Rows from a pointing dataset:
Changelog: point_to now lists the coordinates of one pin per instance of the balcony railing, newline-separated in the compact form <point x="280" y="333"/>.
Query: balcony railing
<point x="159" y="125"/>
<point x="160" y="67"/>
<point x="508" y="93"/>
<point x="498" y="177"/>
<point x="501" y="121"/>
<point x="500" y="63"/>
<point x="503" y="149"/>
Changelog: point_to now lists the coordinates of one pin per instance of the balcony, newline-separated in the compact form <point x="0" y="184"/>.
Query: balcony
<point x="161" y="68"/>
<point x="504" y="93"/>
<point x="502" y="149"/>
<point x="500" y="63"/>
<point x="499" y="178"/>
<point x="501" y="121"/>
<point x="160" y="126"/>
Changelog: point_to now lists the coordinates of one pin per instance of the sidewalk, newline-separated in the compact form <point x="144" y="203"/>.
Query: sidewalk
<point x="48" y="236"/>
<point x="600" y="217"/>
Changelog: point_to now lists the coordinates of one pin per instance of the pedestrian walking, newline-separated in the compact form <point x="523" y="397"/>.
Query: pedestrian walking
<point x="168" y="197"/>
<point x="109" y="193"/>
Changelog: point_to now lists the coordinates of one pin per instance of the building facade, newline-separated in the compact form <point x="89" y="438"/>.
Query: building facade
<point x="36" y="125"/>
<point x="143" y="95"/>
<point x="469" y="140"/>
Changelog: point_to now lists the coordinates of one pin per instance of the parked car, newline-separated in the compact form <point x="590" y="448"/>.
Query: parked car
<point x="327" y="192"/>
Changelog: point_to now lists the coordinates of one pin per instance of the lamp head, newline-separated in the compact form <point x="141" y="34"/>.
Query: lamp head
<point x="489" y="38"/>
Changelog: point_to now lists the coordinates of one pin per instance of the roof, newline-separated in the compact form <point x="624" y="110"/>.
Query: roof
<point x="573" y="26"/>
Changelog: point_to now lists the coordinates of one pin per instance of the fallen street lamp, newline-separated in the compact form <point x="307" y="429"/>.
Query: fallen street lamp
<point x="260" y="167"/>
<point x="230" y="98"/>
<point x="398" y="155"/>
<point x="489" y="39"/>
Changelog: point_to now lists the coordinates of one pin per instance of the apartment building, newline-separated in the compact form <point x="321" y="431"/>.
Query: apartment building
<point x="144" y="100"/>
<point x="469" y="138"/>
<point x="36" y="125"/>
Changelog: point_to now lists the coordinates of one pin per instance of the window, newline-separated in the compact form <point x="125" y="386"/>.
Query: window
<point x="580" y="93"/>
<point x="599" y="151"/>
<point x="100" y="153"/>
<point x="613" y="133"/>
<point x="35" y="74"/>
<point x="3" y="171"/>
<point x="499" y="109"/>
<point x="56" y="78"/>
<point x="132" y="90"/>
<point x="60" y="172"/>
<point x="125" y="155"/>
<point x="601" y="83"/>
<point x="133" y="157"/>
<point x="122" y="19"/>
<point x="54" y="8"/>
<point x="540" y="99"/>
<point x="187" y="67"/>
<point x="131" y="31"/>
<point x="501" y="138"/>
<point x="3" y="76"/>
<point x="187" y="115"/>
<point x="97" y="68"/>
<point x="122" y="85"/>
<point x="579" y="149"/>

**THE TASK**:
All of the entries should be written out again exactly.

**TASK ANSWER**:
Changelog: point_to now lists the coordinates of one pin per instance of the balcony railing, newline-separated in the compact form <point x="280" y="333"/>.
Query: balcony railing
<point x="159" y="125"/>
<point x="160" y="67"/>
<point x="508" y="93"/>
<point x="498" y="177"/>
<point x="501" y="121"/>
<point x="500" y="63"/>
<point x="503" y="149"/>
Changelog: point_to now lists the coordinates of one pin per instance of the balcony, newline-separated in the compact form <point x="0" y="184"/>.
Query: balcony
<point x="161" y="68"/>
<point x="504" y="93"/>
<point x="502" y="149"/>
<point x="500" y="63"/>
<point x="499" y="178"/>
<point x="501" y="121"/>
<point x="160" y="126"/>
Changelog: point_to now lists the coordinates of one pin per instance of the sidewalk, newline-separated in the compact form <point x="144" y="203"/>.
Query: sidewalk
<point x="48" y="236"/>
<point x="600" y="217"/>
Changelog: point_to now lists the coordinates of one pin per instance of the pedestrian walking, newline-separated in the compact form <point x="523" y="397"/>.
Query: pedestrian walking
<point x="168" y="197"/>
<point x="109" y="193"/>
Changelog: point_to now lists the coordinates of one pin per instance of the building facade, newline-separated in the compact form <point x="89" y="438"/>.
Query: building facade
<point x="36" y="125"/>
<point x="143" y="95"/>
<point x="469" y="140"/>
Changelog: point_to now lists the coordinates of one pin per instance of the parked car, newline-separated in the compact form <point x="590" y="448"/>.
Query: parked car
<point x="327" y="192"/>
Changelog: point_to now lists the coordinates of one pin per instance of the lamp head, newline-separated in the compact form <point x="141" y="34"/>.
Query: lamp head
<point x="489" y="38"/>
Changelog: point_to now lists the coordinates of one pin per instance of the roof, newline-separated in the compact form <point x="624" y="110"/>.
Query: roof
<point x="573" y="26"/>
Changelog: point_to now lists the coordinates of one pin per instance of the fallen street lamp, newline-separated in the compact form <point x="307" y="429"/>.
Query: fallen street lamp
<point x="260" y="167"/>
<point x="230" y="98"/>
<point x="398" y="155"/>
<point x="489" y="39"/>
Changelog: point_to now lists the coordinates of one pin per instance of the apartment building, newline-separated in the compact form <point x="321" y="431"/>.
Query: apartment building
<point x="144" y="100"/>
<point x="469" y="138"/>
<point x="36" y="125"/>
Changelog: point_to now lists the coordinates of one pin per instance of the window, newline-separated in the compact form <point x="125" y="386"/>.
Query: window
<point x="580" y="93"/>
<point x="599" y="151"/>
<point x="100" y="153"/>
<point x="613" y="133"/>
<point x="35" y="74"/>
<point x="3" y="171"/>
<point x="499" y="109"/>
<point x="56" y="78"/>
<point x="132" y="90"/>
<point x="60" y="172"/>
<point x="125" y="155"/>
<point x="601" y="83"/>
<point x="133" y="157"/>
<point x="122" y="19"/>
<point x="54" y="8"/>
<point x="540" y="99"/>
<point x="187" y="67"/>
<point x="131" y="31"/>
<point x="501" y="138"/>
<point x="3" y="76"/>
<point x="187" y="115"/>
<point x="97" y="68"/>
<point x="122" y="85"/>
<point x="579" y="149"/>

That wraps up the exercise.